• The request:
Can you reproduce the records below word for word, omitting the pictures?

• Image boundary labeling records:

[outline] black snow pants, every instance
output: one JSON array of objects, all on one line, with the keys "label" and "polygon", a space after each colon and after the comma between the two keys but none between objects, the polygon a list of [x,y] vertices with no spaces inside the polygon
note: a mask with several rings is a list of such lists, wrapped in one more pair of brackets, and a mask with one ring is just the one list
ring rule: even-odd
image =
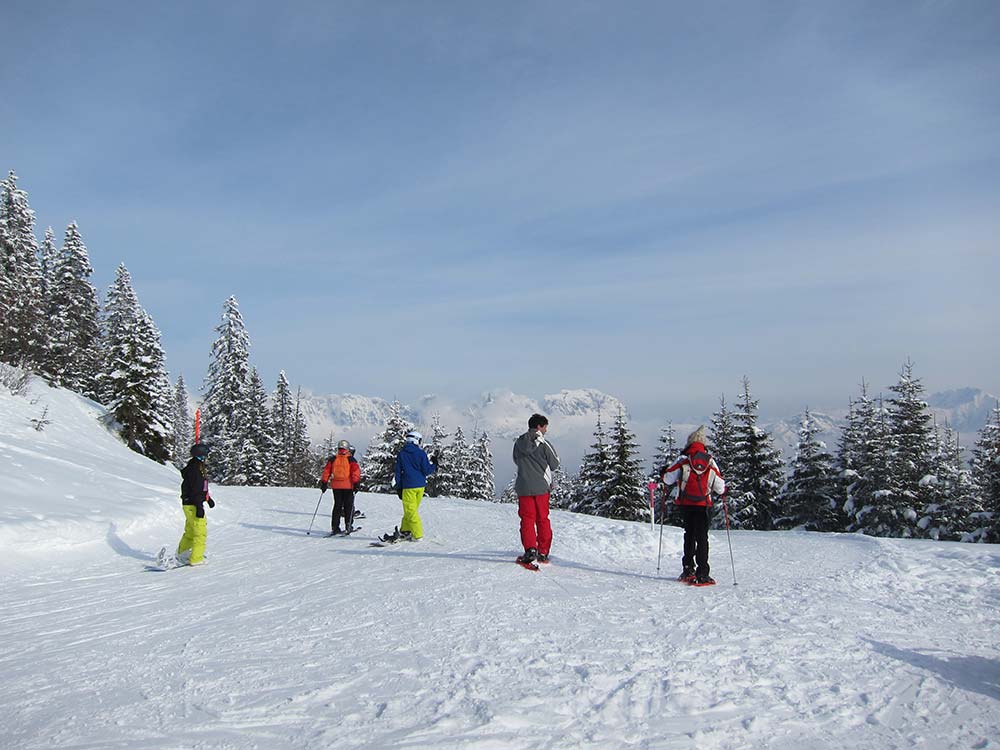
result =
[{"label": "black snow pants", "polygon": [[344,519],[343,531],[354,526],[354,490],[333,490],[332,531],[339,531],[340,519]]},{"label": "black snow pants", "polygon": [[[707,576],[708,567],[708,522],[711,508],[700,506],[678,506],[684,521],[684,570],[694,570],[697,576]],[[697,564],[697,568],[695,565]]]}]

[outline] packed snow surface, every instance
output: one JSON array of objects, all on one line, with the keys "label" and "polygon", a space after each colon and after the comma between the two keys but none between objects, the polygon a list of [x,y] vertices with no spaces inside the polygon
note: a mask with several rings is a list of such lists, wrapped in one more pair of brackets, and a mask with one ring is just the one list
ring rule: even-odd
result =
[{"label": "packed snow surface", "polygon": [[[513,564],[510,505],[394,496],[327,538],[330,493],[218,487],[208,563],[173,547],[179,477],[100,407],[0,395],[0,747],[993,748],[1000,549],[802,532],[681,533],[554,512]],[[53,423],[29,420],[50,407]],[[734,585],[737,583],[739,585]]]}]

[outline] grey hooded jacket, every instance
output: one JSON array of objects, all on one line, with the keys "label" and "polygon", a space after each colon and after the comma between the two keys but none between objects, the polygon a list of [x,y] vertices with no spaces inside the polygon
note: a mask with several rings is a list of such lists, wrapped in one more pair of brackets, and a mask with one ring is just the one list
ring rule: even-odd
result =
[{"label": "grey hooded jacket", "polygon": [[528,430],[514,441],[514,463],[518,496],[547,495],[552,489],[552,472],[559,468],[559,456],[538,430]]}]

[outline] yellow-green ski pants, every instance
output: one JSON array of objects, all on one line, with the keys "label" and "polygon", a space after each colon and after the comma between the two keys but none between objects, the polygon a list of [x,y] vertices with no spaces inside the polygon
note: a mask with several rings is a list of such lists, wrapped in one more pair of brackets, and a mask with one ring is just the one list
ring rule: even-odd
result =
[{"label": "yellow-green ski pants", "polygon": [[205,559],[205,538],[208,536],[207,519],[198,518],[197,505],[182,505],[184,509],[184,536],[177,545],[177,554],[182,555],[191,550],[189,563],[195,565]]},{"label": "yellow-green ski pants", "polygon": [[424,499],[424,488],[413,487],[403,490],[403,520],[399,524],[400,531],[409,531],[414,539],[424,535],[424,525],[420,523],[420,501]]}]

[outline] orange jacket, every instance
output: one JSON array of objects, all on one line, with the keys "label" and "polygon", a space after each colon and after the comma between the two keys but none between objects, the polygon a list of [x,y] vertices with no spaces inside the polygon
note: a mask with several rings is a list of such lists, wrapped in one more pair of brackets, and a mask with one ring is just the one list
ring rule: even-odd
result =
[{"label": "orange jacket", "polygon": [[331,490],[352,490],[361,481],[361,467],[345,449],[337,451],[332,461],[323,467],[324,482],[329,482]]}]

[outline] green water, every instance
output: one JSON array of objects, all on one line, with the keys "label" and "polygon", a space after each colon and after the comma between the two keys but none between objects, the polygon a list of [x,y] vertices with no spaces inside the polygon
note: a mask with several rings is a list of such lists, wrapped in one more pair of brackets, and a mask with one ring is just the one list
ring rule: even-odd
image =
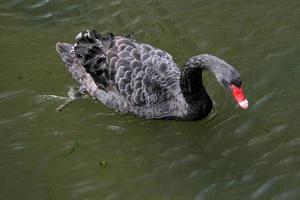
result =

• The solution:
[outline] black snow pants, every instance
output: one JSON array of objects, all on one line, with the keys "label" and "polygon", a space after each colon and after the comma between the two keys but none between objects, the polygon a list of [x,y] vertices with no spaces inside the polygon
note: a mask with several rings is a list of such lists, wrapped in one more pair of brackets, and a mask with one ring is just the one list
ring rule: even-odd
image =
result =
[{"label": "black snow pants", "polygon": [[344,519],[343,531],[354,526],[354,490],[333,490],[332,531],[339,531],[340,519]]},{"label": "black snow pants", "polygon": [[[707,576],[708,567],[708,522],[711,508],[700,506],[678,506],[684,521],[684,570],[694,570],[697,576]],[[697,564],[697,568],[695,565]]]}]

[outline] packed snow surface, every instance
output: one JSON array of objects, all on one line, with the keys "label" and "polygon", a space after each colon and after the comma between the two keys but none between objects, the polygon a list of [x,y] vertices with no spaces inside the polygon
note: a mask with several rings is a list of such lists, wrapped in one more pair of brackets, and a mask with one ring is just the one list
ring rule: even-odd
result =
[{"label": "packed snow surface", "polygon": [[[513,564],[510,505],[394,496],[327,538],[330,493],[218,487],[208,563],[173,547],[179,477],[100,407],[0,395],[0,747],[993,748],[1000,549],[802,532],[681,533],[554,512]],[[53,423],[29,420],[50,407]],[[734,585],[737,583],[739,585]]]}]

[outline] grey hooded jacket, every instance
output: one JSON array of objects, all on one line, with the keys "label" and "polygon", a space after each colon and after the comma between the two keys but none between objects, the polygon a list of [x,y] vertices with no spaces inside the polygon
note: a mask with several rings is a list of such lists, wrapped in one more pair of brackets, and a mask with one ring is just the one list
ring rule: even-odd
result =
[{"label": "grey hooded jacket", "polygon": [[528,430],[514,441],[514,463],[518,496],[547,495],[552,489],[552,472],[559,468],[559,456],[538,430]]}]

[outline] yellow-green ski pants, every instance
output: one JSON array of objects, all on one line, with the keys "label" and "polygon", a space after each colon and after the comma between the two keys but none between objects, the polygon a list of [x,y] vertices with no spaces inside the polygon
note: a mask with several rings is a list of such lists, wrapped in one more pair of brackets, and a mask with one ring is just the one list
ring rule: even-odd
result =
[{"label": "yellow-green ski pants", "polygon": [[205,559],[205,538],[208,536],[207,519],[198,518],[197,505],[182,505],[184,509],[184,536],[177,545],[177,554],[182,555],[191,550],[189,563],[195,565]]},{"label": "yellow-green ski pants", "polygon": [[424,499],[424,488],[413,487],[403,490],[403,520],[399,524],[400,531],[409,531],[414,539],[424,535],[424,525],[420,523],[420,501]]}]

[outline] orange jacket, every instance
output: one JSON array of objects, all on one line, with the keys "label" and "polygon", a space after each colon and after the comma between the two keys but none between objects, the polygon a list of [x,y] vertices with no spaces inside the polygon
note: a mask with several rings is a list of such lists, wrapped in one more pair of brackets, and a mask with one ring is just the one list
ring rule: even-odd
result =
[{"label": "orange jacket", "polygon": [[331,490],[352,490],[361,481],[361,467],[345,449],[337,451],[332,461],[323,467],[324,482],[329,482]]}]

[outline] green water, every instance
output: one JSON array of objects, all on one line, with the keys "label" and "polygon", a space after each colon and after the comma between the two keys but none between objects, the polygon a list of [x,y] vertices with no spaces inside the polygon
note: a mask with several rings is a list of such lists, wrapped in one more pair of brackets, and a mask with one ring is just the one list
ring rule: even-odd
image =
result =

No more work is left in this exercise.